● Document excerpt
## START

The Process of Schooling (pp. 91-124)
The practice of education system characterized with regulation and resistance is examined in four significant types: first, streaming, which refers to constant grouping and categorization for teaching efficiency, contributes to reinforcing inequality in education. While official knowledge determined by a group of people is distributed in class, other forms of knowledge is regarded as unimportant and excluded. Schools are institutions to generate hegemony, domination by consent or ideologies, to the extent that it selected 'official' knowledge is taken for granted and transmitted without questions being posed and that individualism, which emphasizes individual efforts and merits, is promoted as a hidden assumption of education and regarded naturally, thus inhibits other ways of seeing the social structure. Lastly silencing in class becomes prominent at higher grades. Students internalize uncomfortableness they face in class--although the environment is purposefully created with the value of while, male, middle-class orientation--and avoid anticipated difficulties by being in silence. In spite of the hegemonic power permeated in class, some studies focus on students' resistance to the practice of schooling, such as sub-culture, group actions, breaking dress codes, etc. However, this resistance should not be confused with resentment against anti-authority (p. 118; Giroux, 1983; Lynch, 1989; McLaren, 1998) because the resistance becomes meaningful when it is a response to dehumanizing aspects of schooling practice.

The Politics of Teaching (pp.125-156)
Two contradictory trends, professionalization and proletarianization, have noticed in the history of teacher position. While professionalism brought out higher qualification and salaries, proletarianization has also noted in the process of the intensification (Apple, 1986; cited on p.149), increasing workload and deskilling (inability to make decisions and use skills to carry our tasks), resulted from increasing class size and reducing staff. This observation echos the general phenomenon that the increasing credentials from formal education do not necessarily mean workers use the skills at work. Proletarianization and deskilling are characteristic of contemporary labour process (Braverman, 1974; cited on p.148).

Schooling and Work (pp. 157-194)

## END

● Provided material
## START

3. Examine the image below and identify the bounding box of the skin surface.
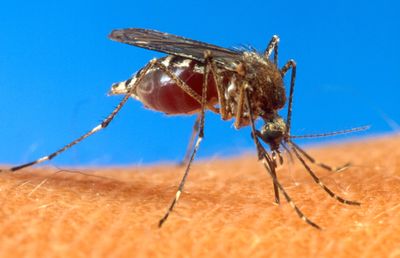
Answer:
[0,136,400,257]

## END

● Instructions
1 > According to the excerpt on schooling, what two contradictory trends have been noticed in the history of teacher position?
2 > Decide whether each statement agrees with the excerpt on schooling, and quote the words that settle it: (a) Silencing in class becomes prominent at lower grades. (b) Streaming contributes to reinforcing inequality in education. (c) Proletarianization resulted in part from increasing class size and reducing staff.
3 > Continue the excerpt on schooling from the point where it stops.
The listing has no role in any of this.

● Outputs by task
1 > Professionalization and proletarianization.

2 >
(a) No: "Lastly silencing in class becomes prominent at higher grades."
(b) Yes: "contributes to reinforcing inequality in education"
(c) Yes: "resulted from increasing class size and reducing staff"

3 >
Since mid-1980s, governments, corporations, think-tanks, and lobby groups have constantly reported education reforms in correspondence to knowledge-based economy and globally competitive economic development (p.159) and this stream has created the ideology--schools do not provide proper training for today's job market--although surveys do not indicate it is a dominant public view (p.161). The importance of formal education in the preparation for job entry has grown only in the 20th century, while the primary purpose of schooling was to keep children off the streets beforehand (p.178). Recent heated debates over failing education reflect the periodic tension between two views--one views schooling should be geared toward more economic considerations and the other oriented to other principles (p.171)--and historically this tension became intense when unemployment increased or job uncertainty originated from occupational restructuring as seen nowadays prevails (pp.173-174). Th volatile job markets press individuals with more educational credentials and this pressure is shown increasing continuing education and notably among those who already have higher education credentials (Livingstone, 1999; cited on p. 181). The author affirms that although schools should improve themselves in the way to approach labor markets, individuals and schools should not be blamed for discrepancies between workers and jobs, thus, a linkage combining factors of individual life experience, education system and job opportunities should be explored (p.193). [It is quite interesting to realize that people who possess higher education tend to attend continuing education more. But is it only because of job security? There should be some other factors, considering the Basics Programs.]

Educational Opportunity and Social Reproduction (pp. 194-241)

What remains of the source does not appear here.